I get the feeling your family is trying to change you to what they want you to be. Abandoning their thoughts of who you are has its benefits of freedom, and its downsides of... well, no support from your family. I don't know how you can do it, but it seems like you need to get your family to understand what you want to be, and why you are the way you are. Be willing to make small adjustments for them though, and try to find some way where both sides can be happy.

Chin up, though. Best of luck with the personal problems. Hopefully you can figure out a way to make things work.

https://www.youtube.com/watch?v=OORsz2d1H7s
My sincerest for the long absence. First and foremost, thank you very much for the responses, both here and in Skype and PMs. Even if I didn't respond to it, I did read it and took it to heart. I am thankful I am not alone and that I am thankful for you all for being a trusting friend. I am very happy to be a part of this community.

I took the time off to care for some of the causes of my personal issues that I ended up projecting in RP. While a few are still lingering, some of the more immediate problems have been cared for. Right now, the primary reason I haven't returned yet is mostly just computer problems and some recurring bad sleep.

[Region-pointing data]
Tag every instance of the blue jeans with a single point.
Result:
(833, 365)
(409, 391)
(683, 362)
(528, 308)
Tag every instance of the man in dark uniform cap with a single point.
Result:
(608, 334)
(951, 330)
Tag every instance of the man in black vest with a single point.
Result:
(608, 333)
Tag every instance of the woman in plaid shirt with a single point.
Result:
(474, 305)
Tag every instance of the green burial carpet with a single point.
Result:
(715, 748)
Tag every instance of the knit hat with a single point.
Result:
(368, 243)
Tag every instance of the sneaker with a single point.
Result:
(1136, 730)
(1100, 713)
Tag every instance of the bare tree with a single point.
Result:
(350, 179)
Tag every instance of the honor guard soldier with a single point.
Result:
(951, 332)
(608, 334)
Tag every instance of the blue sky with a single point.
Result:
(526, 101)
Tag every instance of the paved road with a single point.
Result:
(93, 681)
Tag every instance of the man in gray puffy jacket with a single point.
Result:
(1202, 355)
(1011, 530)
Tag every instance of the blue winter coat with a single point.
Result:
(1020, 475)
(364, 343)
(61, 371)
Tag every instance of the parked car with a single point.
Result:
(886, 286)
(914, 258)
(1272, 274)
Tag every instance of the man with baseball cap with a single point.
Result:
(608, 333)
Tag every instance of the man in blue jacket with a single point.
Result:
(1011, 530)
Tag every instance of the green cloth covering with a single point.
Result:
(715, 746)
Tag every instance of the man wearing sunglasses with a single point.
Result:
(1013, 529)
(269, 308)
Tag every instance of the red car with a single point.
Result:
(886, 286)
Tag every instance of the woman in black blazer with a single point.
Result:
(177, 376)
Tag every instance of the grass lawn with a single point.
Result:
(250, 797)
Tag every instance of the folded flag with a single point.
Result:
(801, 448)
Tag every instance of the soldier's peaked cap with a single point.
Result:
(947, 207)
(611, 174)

> _Exercise_:
Copy out the passage about family and personal issues above, word for word and in full.

> _Task answer_:
I get the feeling your family is trying to change you to what they want you to be. Abandoning their thoughts of who you are has its benefits of freedom, and its downsides of... well, no support from your family. I don't know how you can do it, but it seems like you need to get your family to understand what you want to be, and why you are the way you are. Be willing to make small adjustments for them though, and try to find some way where both sides can be happy.

Chin up, though. Best of luck with the personal problems. Hopefully you can figure out a way to make things work.

https://www.youtube.com/watch?v=OORsz2d1H7s
My sincerest for the long absence. First and foremost, thank you very much for the responses, both here and in Skype and PMs. Even if I didn't respond to it, I did read it and took it to heart. I am thankful I am not alone and that I am thankful for you all for being a trusting friend. I am very happy to be a part of this community.

I took the time off to care for some of the causes of my personal issues that I ended up projecting in RP. While a few are still lingering, some of the more immediate problems have been cared for. Right now, the primary reason I haven't returned yet is mostly just computer problems and some recurring bad sleep.